→ Problem to work on:
State how many lines in the entries below contain the string "pier", and reply with that number alone.

→ Data for the task:

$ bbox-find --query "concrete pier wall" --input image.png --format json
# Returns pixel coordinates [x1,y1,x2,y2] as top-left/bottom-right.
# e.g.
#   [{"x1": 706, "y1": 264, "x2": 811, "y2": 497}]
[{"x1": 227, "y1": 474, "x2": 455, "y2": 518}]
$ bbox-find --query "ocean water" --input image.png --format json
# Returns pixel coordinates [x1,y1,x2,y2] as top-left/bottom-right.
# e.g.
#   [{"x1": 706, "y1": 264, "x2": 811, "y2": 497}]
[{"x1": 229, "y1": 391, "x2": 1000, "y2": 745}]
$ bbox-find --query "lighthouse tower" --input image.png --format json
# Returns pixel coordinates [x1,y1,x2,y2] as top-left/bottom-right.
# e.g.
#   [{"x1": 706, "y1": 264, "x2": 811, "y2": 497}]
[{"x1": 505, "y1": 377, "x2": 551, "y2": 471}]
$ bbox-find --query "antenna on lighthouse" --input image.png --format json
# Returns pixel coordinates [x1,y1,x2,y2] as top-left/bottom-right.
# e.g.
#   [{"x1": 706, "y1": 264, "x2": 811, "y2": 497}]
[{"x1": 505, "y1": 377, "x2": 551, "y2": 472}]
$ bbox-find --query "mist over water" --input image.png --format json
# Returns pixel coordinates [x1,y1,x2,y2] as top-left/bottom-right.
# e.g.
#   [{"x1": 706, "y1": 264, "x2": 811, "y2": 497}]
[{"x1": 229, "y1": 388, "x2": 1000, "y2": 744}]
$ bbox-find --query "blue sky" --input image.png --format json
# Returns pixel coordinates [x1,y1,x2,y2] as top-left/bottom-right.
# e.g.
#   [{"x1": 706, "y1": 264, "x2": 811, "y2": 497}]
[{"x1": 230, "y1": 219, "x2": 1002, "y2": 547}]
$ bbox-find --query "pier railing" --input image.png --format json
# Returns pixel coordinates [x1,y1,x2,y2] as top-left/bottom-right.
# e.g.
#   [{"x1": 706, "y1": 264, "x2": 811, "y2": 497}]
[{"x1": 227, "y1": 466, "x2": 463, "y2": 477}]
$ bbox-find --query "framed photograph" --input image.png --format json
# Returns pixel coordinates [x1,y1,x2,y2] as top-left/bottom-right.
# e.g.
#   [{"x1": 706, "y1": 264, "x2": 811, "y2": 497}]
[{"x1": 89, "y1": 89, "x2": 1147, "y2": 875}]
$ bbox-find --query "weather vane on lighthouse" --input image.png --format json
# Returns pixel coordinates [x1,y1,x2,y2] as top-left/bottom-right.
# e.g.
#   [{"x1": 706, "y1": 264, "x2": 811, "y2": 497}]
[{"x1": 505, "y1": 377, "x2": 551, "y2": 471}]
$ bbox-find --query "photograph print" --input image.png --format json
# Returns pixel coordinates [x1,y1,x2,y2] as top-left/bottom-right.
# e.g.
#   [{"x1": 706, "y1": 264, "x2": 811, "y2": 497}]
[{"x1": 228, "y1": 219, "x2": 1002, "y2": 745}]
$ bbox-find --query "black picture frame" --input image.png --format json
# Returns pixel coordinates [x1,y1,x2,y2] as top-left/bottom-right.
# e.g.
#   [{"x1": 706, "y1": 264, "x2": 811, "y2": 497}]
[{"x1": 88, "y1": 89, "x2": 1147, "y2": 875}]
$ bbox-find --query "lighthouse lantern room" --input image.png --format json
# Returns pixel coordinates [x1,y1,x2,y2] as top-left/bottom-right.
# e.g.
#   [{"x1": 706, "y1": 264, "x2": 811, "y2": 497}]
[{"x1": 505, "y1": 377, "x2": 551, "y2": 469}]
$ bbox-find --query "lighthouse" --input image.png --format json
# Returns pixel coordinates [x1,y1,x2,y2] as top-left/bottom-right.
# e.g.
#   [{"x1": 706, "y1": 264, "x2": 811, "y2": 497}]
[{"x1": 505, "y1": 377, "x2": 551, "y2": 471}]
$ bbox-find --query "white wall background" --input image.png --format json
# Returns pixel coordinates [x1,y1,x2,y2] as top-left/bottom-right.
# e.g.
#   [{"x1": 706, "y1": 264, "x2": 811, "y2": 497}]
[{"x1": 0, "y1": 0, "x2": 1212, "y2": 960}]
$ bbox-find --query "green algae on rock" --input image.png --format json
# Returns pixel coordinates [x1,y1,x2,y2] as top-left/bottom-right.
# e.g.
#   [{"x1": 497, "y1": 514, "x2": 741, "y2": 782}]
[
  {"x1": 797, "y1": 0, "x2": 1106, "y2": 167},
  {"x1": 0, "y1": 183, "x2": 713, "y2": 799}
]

→ Final result:
2